La palabra esperanza aguarda, sin embargo, no para nosotros, que la traicionamos o la dejamos ir, por segunda vez en medio siglo, sino que para las generaciones venideras, si es que algo sobrevive a la incuria mental de los hijos de esta franja, a punto de ahogarse en el tumultuoso Océano Pacífico.
Por Edmundo Moure Rojas
Publicado el 20.10.2022
El 18 de octubre de 2019 nos sorprendió con el fragor de las calles, en una sinfonía estruendosa de pasos y voces y gritos. Nadie había esperado que se abriesen las compuertas de golpe, ni que se vaciaran las aguas de los anhelos de justicia social sin mayores advertencias. No habíamos ganado una elección presidencial, como en 1970; tampoco habíamos articulado un movimiento de masas en pro de un ascenso al poder político.
Era el ciudadano común, el que trabaja de sol a sol, el que padece el yugo del trabajo asalariado solo para procurar el sustento de los suyos; el que ha vivido generaciones de promesas incumplidas y sueños abortados; el abuelo o la abuela que el domingo 4 de septiembre de 1970 votó por Salvador Allende; el hijo y la hija, el nieto y la nieta, los vástagos tecnologizados del siglo XXI, que repetían, con matices renovados, el sueño del socialismo democrático.
Así, el torrente pareció incontrarrestable. Temblaron los poderes de turno; pareció desplomarse el sátrapa de la derecha, el empresario venal que días atrás había comparado a Chile con un oasis. Pobre de ideas, paupérrimo de metáforas, ignaro frente a la historia, titubeó, quiso refugiarse en las fuerzas armadas, el gendarme permanente de la oligarquía.
No encontró el apoyo esperado. Recurriendo al expediente artero de las promesas que se saben incumplidas de antemano, anunció paliativos y mejoras. El movimiento insurreccional y contestatario no creyó en sus discursos sibilinos. El plinto donde se erigía su propia estatua de gobernante fantoche, comenzó a hundirse en los detritos palaciegos. El asesor presidencial, Confucio de las transnacionales, Cristián Larroulet, estaba fuera de sí, había perdido la cínica compostura que lo caracteriza.
¿Qué aconsejar cuando todo pareciera venirse abajo?
Las monedas tintineantes
La providencial salvación llegó de manos de adversarios de la oposición y de algunos díscolos oportunistas de la derecha, como Mario Desbordes y José Manuel Ossandón. El actual presidente, entonces diputado, Gabriel Boric, mostró los primeros rasgos de ingenuidad política, ofreciéndose mediador de un «generoso acuerdo».

▶ Qué debes hacer
Copia del texto fuente el fragmento que empieza en «Era el ciudadano» y termina en «del socialismo democrático.». Los ítems no hacen falta para resolver lo que se pide.

▶ Ítems mostrados
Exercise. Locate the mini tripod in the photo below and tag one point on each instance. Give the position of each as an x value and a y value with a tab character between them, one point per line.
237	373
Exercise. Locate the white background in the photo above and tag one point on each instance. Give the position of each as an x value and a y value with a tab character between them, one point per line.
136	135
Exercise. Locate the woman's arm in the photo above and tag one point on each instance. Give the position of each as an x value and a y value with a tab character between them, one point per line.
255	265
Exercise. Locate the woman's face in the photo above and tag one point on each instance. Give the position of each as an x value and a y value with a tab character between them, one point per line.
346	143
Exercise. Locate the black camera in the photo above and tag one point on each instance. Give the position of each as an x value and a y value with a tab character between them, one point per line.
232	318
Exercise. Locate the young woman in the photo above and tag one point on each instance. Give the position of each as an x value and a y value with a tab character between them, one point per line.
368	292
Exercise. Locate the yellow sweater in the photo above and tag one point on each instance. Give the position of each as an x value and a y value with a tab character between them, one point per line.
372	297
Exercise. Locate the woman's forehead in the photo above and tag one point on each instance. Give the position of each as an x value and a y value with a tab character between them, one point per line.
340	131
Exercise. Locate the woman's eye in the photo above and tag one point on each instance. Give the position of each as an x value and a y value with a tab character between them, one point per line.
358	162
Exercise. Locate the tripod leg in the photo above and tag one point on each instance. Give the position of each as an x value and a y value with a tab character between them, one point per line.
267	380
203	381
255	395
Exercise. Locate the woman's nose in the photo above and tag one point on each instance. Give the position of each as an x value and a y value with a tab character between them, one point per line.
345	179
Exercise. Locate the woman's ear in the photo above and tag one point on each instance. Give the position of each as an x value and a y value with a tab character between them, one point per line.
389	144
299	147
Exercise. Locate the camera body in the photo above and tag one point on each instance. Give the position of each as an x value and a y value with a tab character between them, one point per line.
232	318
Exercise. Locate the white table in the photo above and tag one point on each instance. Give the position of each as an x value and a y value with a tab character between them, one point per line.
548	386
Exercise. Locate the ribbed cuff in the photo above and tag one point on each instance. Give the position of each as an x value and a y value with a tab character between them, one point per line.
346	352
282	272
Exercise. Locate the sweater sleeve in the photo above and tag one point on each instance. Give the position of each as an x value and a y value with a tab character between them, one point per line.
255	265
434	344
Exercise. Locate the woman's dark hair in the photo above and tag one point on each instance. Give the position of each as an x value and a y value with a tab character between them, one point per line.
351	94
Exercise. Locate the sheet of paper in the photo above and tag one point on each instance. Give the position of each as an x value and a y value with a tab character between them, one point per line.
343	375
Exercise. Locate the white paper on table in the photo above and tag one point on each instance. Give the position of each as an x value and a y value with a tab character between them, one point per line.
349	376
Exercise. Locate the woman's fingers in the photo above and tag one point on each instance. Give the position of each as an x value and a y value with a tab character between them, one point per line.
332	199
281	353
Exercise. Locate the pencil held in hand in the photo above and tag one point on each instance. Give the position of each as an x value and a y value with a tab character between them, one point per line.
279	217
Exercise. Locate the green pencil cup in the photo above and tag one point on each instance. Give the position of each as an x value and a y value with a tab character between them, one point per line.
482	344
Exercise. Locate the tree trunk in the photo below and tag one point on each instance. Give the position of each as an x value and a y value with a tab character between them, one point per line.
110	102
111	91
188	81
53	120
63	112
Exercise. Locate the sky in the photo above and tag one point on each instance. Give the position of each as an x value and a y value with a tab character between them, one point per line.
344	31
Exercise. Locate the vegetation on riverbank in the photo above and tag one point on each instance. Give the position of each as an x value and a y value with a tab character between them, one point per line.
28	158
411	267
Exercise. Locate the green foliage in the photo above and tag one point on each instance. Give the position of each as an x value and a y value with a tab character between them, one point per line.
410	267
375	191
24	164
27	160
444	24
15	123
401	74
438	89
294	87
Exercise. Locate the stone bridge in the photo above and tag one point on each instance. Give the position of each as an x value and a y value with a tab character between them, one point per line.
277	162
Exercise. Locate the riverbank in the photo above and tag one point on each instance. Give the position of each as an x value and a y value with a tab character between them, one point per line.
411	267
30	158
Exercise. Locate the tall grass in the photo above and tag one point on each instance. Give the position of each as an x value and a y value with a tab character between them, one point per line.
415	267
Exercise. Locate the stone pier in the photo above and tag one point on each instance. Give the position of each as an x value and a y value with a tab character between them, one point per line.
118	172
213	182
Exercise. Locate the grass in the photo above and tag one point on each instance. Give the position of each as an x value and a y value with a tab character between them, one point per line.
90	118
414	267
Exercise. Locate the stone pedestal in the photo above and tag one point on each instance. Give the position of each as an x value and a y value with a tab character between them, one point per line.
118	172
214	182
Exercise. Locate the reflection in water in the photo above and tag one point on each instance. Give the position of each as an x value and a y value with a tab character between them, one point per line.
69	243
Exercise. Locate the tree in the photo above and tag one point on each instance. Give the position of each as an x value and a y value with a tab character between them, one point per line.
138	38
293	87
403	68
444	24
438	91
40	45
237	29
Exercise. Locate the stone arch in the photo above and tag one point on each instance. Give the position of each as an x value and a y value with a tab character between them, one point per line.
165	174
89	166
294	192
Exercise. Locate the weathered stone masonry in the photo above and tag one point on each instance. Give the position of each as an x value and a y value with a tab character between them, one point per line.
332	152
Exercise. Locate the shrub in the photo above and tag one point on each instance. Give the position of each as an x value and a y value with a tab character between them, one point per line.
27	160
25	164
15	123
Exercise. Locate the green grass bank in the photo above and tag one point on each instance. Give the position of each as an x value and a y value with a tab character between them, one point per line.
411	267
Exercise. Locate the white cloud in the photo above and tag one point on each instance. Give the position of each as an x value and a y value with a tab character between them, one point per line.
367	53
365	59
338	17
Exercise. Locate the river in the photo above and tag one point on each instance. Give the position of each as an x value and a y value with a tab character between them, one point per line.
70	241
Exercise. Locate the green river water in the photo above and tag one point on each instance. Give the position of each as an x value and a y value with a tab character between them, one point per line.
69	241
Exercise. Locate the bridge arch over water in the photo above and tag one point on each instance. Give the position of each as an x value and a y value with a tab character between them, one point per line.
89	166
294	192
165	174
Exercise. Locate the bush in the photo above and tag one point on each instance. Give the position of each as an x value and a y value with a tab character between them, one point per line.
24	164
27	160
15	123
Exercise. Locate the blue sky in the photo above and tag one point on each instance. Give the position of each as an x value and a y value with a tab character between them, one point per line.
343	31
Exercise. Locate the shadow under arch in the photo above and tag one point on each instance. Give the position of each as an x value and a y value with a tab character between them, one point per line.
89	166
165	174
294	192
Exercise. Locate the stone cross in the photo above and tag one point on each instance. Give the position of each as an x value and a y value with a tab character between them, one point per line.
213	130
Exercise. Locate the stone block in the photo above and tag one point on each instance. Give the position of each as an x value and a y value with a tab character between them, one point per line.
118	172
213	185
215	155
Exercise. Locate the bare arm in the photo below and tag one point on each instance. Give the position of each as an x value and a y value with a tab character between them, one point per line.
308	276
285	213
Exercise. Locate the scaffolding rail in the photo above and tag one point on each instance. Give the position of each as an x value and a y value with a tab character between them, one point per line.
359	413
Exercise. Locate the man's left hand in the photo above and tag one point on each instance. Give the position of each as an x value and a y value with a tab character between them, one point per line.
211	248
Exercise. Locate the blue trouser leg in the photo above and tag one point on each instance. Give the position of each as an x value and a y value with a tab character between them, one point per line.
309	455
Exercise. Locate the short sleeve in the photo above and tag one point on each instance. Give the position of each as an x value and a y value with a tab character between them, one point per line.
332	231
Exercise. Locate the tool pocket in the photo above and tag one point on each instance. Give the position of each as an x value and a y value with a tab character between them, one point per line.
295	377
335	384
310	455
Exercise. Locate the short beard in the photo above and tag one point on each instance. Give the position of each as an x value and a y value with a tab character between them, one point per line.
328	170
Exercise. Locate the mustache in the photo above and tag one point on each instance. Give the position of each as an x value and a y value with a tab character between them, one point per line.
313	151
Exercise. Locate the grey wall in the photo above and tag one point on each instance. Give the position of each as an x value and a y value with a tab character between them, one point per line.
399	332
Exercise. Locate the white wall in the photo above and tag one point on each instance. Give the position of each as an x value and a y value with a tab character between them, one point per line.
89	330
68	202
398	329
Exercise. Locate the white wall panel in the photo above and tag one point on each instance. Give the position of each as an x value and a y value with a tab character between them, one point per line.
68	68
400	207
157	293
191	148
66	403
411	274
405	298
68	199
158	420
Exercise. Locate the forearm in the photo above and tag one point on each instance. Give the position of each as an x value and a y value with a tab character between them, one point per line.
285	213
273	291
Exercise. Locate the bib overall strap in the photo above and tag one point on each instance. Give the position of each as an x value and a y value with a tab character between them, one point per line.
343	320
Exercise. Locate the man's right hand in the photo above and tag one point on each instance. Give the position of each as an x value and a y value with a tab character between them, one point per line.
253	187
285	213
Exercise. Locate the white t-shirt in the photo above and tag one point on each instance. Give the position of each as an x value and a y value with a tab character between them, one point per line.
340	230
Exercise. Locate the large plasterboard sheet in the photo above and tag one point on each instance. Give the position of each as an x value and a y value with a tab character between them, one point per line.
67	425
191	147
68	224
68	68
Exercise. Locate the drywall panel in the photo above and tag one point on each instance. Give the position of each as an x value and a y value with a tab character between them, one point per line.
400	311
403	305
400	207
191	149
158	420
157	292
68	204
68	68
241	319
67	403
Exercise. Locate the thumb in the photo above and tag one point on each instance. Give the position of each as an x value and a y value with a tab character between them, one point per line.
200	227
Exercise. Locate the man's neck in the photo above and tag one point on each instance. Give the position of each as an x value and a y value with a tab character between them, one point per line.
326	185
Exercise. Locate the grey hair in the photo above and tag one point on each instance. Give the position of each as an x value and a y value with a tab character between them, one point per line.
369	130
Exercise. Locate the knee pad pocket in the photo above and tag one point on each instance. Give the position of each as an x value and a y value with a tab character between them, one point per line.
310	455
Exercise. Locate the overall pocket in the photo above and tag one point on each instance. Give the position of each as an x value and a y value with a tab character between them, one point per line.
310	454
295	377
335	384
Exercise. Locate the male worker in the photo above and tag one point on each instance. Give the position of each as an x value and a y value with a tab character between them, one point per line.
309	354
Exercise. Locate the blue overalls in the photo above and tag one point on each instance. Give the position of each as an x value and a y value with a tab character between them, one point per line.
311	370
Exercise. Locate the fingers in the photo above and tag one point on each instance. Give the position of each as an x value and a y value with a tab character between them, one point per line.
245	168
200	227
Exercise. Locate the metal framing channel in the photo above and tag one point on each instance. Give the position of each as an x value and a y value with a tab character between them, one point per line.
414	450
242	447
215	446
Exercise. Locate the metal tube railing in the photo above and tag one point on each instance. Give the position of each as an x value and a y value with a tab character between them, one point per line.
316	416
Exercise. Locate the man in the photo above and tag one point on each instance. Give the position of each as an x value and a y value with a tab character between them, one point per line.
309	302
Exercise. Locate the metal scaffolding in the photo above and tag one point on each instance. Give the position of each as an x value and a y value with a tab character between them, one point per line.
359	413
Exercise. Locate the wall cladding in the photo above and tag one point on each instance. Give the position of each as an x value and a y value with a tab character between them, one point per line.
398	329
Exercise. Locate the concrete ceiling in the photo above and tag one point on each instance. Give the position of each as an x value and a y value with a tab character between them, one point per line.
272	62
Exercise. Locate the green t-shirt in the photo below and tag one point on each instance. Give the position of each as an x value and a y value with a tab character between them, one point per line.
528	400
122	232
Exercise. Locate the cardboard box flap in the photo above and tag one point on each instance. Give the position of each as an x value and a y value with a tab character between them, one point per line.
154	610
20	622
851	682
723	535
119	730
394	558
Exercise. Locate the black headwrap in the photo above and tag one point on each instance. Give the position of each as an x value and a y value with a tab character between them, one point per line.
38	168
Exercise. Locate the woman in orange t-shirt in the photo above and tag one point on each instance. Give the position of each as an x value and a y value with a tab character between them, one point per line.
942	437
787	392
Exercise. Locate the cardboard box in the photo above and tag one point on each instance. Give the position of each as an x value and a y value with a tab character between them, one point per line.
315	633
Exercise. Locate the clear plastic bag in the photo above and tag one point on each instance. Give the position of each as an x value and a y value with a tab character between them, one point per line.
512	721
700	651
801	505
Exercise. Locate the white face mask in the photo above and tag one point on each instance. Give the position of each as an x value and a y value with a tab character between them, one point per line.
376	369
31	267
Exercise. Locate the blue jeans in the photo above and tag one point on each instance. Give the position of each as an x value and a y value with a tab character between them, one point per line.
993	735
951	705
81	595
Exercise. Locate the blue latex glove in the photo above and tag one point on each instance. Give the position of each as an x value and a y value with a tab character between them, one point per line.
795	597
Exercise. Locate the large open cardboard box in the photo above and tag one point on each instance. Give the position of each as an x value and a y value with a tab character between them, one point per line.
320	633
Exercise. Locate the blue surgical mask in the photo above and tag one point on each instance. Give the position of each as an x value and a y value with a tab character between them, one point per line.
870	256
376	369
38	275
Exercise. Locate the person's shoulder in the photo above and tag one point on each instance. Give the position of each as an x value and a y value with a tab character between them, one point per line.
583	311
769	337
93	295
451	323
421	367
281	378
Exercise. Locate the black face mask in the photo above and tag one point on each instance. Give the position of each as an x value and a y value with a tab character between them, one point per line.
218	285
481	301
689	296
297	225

▶ Respuesta propuesta
Era el ciudadano común, el que trabaja de sol a sol, el que padece el yugo del trabajo asalariado solo para procurar el sustento de los suyos; el que ha vivido generaciones de promesas incumplidas y sueños abortados; el abuelo o la abuela que el domingo 4 de septiembre de 1970 votó por Salvador Allende; el hijo y la hija, el nieto y la nieta, los vástagos tecnologizados del siglo XXI, que repetían, con matices renovados, el sueño del socialismo democrático.